---- Selected text

Today, Christie and I decided to stop by a different AT&T store, which was probably a mistake, as I wasn't feeling particularly good physically, nor was I at my best emotionally. They tried to sell me an iPhone, and I told them I wasn't interested in a smartphone of any kind. They asked why, and I told them that I spent 95% of my time within three steps of a computer, and that turning that into 100% just wasn't worth $30 a month to me. He kept trying to sell me an iPhone.

I finally persuaded him that I just wanted a baseline phone to make calls with, and that reception was the biggest thing for me. He sort of waved his hand at a bank of phones and said, "They're all basically the same. It might solve your problem with reception, might not. Every phone's different."

Huh, so they're the same, and they're different? If only there were someone around who could guide me to the phone with the best reception in and around Columbia!

I might have been getting a little cranky at this point. Since I'd spent a fair amound of time on the website, and had seen a number of phones with "$0 with upgrade credit!" next to them, I asked him what the prices on these were like with my upgrade credit.

"Oh, these are the upgrade prices."

Either there were free/cheap phones that he didn't want to show me, or AT&T is really trying to drive traffic to their web site. There is a third possibility, I suppose, which is that the prices on the web site are dependent on a contract, and the upgrade prices in the store are not, or something along those lines. Again, if only there were some person involved in the transaction who could have given me some guidance!

So, according to the good people at the AT&T store, about two months ago, my service quality underwent a rapid decline, but the reason for this is a total mystery to everyone, and the only way I can keep the level of service that I've been paying for (paying more for, actually, since they got rid of their lower level plans and 'upgraded' us to the next one up) is to spend $80 to $100 in the hopes that things might magically get better.

The best explanation I can think of for this is that AT&T pays their people commissions on new customers, and commissions on iPhones, but there is no commission for keeping a customer who might have gone elsewhere.

Anybody know how the reception is for T-Mobile in Columbia?

--------
---- Material shown

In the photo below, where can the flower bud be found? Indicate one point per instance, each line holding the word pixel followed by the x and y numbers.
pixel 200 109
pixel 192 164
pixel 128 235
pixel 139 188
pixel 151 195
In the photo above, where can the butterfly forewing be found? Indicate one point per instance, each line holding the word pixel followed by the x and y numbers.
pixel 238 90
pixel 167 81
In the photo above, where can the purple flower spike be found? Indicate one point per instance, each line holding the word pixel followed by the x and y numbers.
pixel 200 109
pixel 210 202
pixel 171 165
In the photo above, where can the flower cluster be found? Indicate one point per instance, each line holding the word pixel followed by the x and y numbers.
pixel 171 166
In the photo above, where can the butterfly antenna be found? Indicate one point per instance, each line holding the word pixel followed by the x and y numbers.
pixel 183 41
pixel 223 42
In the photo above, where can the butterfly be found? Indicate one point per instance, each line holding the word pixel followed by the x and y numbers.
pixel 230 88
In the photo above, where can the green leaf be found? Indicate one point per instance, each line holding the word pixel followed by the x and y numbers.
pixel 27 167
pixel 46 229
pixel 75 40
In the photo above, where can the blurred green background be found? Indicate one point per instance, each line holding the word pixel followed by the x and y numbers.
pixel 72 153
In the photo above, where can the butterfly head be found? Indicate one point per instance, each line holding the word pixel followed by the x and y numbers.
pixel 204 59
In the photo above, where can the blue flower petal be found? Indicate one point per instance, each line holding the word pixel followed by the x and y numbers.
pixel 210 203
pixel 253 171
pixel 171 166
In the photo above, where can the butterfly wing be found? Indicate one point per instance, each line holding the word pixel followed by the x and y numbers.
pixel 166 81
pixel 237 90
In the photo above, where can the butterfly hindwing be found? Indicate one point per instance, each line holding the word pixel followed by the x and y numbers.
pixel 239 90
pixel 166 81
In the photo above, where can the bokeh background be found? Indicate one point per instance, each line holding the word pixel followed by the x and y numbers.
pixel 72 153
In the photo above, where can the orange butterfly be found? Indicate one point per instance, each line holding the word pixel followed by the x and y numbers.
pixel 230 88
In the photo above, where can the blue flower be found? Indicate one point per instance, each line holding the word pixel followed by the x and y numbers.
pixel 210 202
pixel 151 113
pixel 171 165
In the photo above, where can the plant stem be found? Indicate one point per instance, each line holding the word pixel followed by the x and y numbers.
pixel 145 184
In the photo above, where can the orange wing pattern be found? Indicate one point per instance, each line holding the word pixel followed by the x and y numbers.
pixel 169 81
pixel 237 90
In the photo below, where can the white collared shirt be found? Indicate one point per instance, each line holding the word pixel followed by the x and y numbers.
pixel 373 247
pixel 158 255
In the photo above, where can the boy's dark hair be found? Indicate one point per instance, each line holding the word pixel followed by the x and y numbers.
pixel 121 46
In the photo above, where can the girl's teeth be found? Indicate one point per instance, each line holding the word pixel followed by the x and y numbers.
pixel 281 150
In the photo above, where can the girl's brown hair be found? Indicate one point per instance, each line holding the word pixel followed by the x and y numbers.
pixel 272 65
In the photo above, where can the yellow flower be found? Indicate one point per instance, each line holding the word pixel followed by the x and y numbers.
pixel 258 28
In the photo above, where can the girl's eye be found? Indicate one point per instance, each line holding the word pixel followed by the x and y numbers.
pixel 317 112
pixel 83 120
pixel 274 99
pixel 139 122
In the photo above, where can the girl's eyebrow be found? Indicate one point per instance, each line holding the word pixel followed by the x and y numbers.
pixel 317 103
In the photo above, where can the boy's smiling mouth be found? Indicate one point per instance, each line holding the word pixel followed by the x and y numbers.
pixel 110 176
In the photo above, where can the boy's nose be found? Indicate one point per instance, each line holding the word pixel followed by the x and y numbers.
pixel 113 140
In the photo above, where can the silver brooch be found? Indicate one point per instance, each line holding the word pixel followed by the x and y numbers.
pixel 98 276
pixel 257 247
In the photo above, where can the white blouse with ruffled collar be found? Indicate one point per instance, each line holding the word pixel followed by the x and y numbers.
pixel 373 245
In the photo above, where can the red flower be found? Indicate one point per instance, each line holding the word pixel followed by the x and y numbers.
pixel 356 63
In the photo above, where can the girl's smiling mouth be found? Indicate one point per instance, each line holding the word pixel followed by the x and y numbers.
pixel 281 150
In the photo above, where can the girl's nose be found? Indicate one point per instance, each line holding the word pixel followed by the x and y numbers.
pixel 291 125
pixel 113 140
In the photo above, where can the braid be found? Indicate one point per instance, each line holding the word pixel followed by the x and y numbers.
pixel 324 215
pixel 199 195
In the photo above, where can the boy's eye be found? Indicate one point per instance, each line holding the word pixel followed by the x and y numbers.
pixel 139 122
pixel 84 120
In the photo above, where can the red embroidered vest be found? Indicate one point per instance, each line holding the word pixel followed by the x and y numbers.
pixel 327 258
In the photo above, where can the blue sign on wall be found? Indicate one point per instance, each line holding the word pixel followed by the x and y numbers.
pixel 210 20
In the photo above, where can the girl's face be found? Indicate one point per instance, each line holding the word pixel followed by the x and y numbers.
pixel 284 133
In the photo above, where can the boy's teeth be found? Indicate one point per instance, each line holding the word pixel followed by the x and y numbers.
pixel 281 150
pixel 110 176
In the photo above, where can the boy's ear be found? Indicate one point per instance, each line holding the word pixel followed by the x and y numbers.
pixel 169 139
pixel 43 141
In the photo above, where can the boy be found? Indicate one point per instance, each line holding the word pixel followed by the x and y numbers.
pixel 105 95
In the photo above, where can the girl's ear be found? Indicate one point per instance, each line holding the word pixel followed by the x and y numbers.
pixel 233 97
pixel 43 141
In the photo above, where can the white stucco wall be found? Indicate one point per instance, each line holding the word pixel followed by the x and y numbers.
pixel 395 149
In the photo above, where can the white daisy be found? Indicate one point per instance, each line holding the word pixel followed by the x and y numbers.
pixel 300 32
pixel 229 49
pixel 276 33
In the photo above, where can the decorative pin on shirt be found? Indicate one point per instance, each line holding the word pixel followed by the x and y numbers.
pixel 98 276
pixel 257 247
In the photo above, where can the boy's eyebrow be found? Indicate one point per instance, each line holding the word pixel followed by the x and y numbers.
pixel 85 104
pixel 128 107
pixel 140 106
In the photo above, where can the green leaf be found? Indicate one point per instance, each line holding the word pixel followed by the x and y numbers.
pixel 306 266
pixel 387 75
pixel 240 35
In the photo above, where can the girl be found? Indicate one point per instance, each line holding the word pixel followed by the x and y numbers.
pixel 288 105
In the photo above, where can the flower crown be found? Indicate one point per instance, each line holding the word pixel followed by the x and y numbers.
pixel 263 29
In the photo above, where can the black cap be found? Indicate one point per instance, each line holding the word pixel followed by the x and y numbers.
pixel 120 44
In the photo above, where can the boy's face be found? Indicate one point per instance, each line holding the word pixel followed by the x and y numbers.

--------

→ **Objective**: Condense the paragraph of the AT&T store account that begins "So, according to the good people" into two sentences, keeping its main facts.

→ **Reply to the exercise**: According to the AT&T store staff, the writer's service quality fell sharply about two months ago for reasons no one can explain. The only way to keep the service level the writer has been paying for (now paying more for, since AT&T dropped its lower plans and moved customers up one) is to spend $80 to $100 and hope things improve.